-------- TEXT BLOCK
Apply (trained model) to new data

Parameters:

data (ndarray) – Input image/spectrum or batch of images/spectra
**num_batches (int) – number of batches (Default: 10)
**norm (bool) – Normalize data to (0, 1) during pre-processing
**verbose (bool) – verbosity (Default: True)

Return type:

ndarray

load_weights(filepath)[source]

Loads saved weights dictionary

Return type:: None

ParticleAnalyzer

class atomai.models.ParticleAnalyzer(checkpoint_path=None, model_type='vit_h', device='auto')[source]

Bases: object

A class to encapsulate an end-to-end particle segmentation and analysis workflow using the Segment Anything Model (SAM).

This class handles: - Automatic downloading of SAM model checkpoints. - Image pre-processing, including normalization and optional contrast enhancement. - Running SAM with preset or custom parameters. - Advanced post-processing to filter masks by area and shape, and to remove duplicates. - Extraction of detailed properties for each detected particle. - Conversion of results to a pandas DataFrame and visualization of results.

Example

>>> # 1. Initialize the analyzer (downloads model if needed)
>>> analyzer = ParticleAnalyzer(model_type="vit_h")
>>>
>>> # 2. Load image and run the analysis
>>> image = np.load(IMAGE_PATH)
>>> result = analyzer.analyze(image)
>>>
>>> # 3. Print summary and visualize results
>>> print(f"Found {result['total_count']} particles.")
>>> df = ParticleAnalyzer.particles_to_dataframe(result)
>>> print(df.head())
>>>
>>> # This will generate and show a side-by-side plot
>>> ParticleAnalyzer.visualize_particles(
...     result,
...     original_image_for_plot=image,
...     show_plot=True
... )

analyze(image_array, params=None)[source]

Runs the full analysis pipeline on a given image using a set of parameters.

Parameters:

image_array (np.array) – The input 2D grayscale image.
params (dict, optional) – A dictionary of parameters controlling the analysis. If None, a set of default parameters will be used.

static particles_to_dataframe(result)[source]: Converts the ‘particles’ list from the result into a pandas DataFrame.

static visualize_particles(result, original_image_for_plot=None, show_plot=False, show_labels=True, show_centroids=True)[source]

Creates an RGB image visualizing the detected particles and optionally displays a plot.

Parameters:

result (dict) – The output dictionary from the analyze method.
original_image_for_plot (np.array, optional) – The raw, unprocessed image for side-by-side comparison. If None, the processed image from the result is used.
show_plot (bool) – If True, displays a matplotlib plot comparing original and segmented images.
show_labels (bool) – If True, shows particle ID labels on the overlay.
show_centroids (bool) – If True, shows particle centroids on the overlay.

Returns:

The RGB overlay image with particles drawn on it.
----------------
-------- LISTING
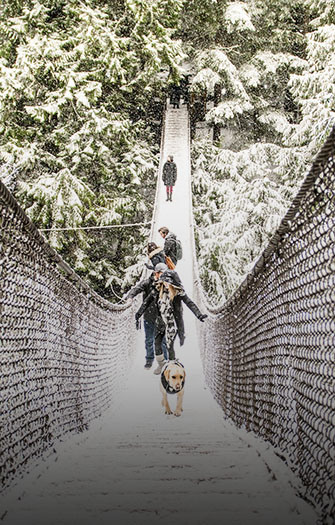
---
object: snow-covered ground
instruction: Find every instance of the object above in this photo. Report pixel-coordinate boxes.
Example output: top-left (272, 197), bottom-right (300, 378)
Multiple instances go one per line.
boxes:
top-left (0, 106), bottom-right (317, 525)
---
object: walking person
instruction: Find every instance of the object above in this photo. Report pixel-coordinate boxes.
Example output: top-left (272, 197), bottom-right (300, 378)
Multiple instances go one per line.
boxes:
top-left (135, 265), bottom-right (207, 375)
top-left (158, 226), bottom-right (183, 265)
top-left (162, 155), bottom-right (177, 202)
top-left (125, 264), bottom-right (168, 369)
top-left (170, 84), bottom-right (182, 109)
top-left (145, 242), bottom-right (165, 270)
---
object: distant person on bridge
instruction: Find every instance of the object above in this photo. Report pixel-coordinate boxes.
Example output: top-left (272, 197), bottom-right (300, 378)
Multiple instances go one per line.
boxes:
----------------
*AIM*
Please write the next part of the ParticleAnalyzer documentation, picking up after its final line. The listing has no connection to the ParticleAnalyzer documentation.

*ANSWER FOR THIS EXERCISE*
Return type:

np.array

Denoiser

class atomai.models.DenoisingAutoencoder(encoder_filters=[8, 16, 32, 64], decoder_filters=[64, 32, 16, 8], encoder_layers=[1, 2, 2, 2], decoder_layers=[2, 2, 2, 1], use_batch_norm=False, upsampling_mode='nearest', **kwargs)[source]

Bases: BaseTrainer

Denoising autoencoder model for image cleaning and noise reduction

Parameters:

encoder_filters (list) – List of filter sizes for encoder layers (Default: [8, 16, 32, 64])
decoder_filters (list) – List of filter sizes for decoder layers (Default: [64, 32, 16, 8])
encoder_layers (list) – Number of convolutional layers per encoder block (Default: [1, 2, 2, 2])
decoder_layers (list) – Number of convolutional layers per decoder block (Default: [2, 2, 2, 1])
use_batch_norm (bool) – Whether to use batch normalization in both encoder and decoder (Default: True)
upsampling_mode (str) – Upsampling method (‘nearest’ or ‘bilinear’) (Default: ‘nearest’)
**seed – Random seed for reproducibility (Default: 1)

Example

>>> # Initialize model
>>> model = aoi.models.DenoisingAutoencoder()
>>> # Train on noisy/clean image pairs
>>> model.fit(noisy_images, clean_images, noisy_test, clean_test,
>>>           training_cycles=500, swa=True)
>>> # Denoise new images
>>> cleaned = model.predict(new_noisy_images)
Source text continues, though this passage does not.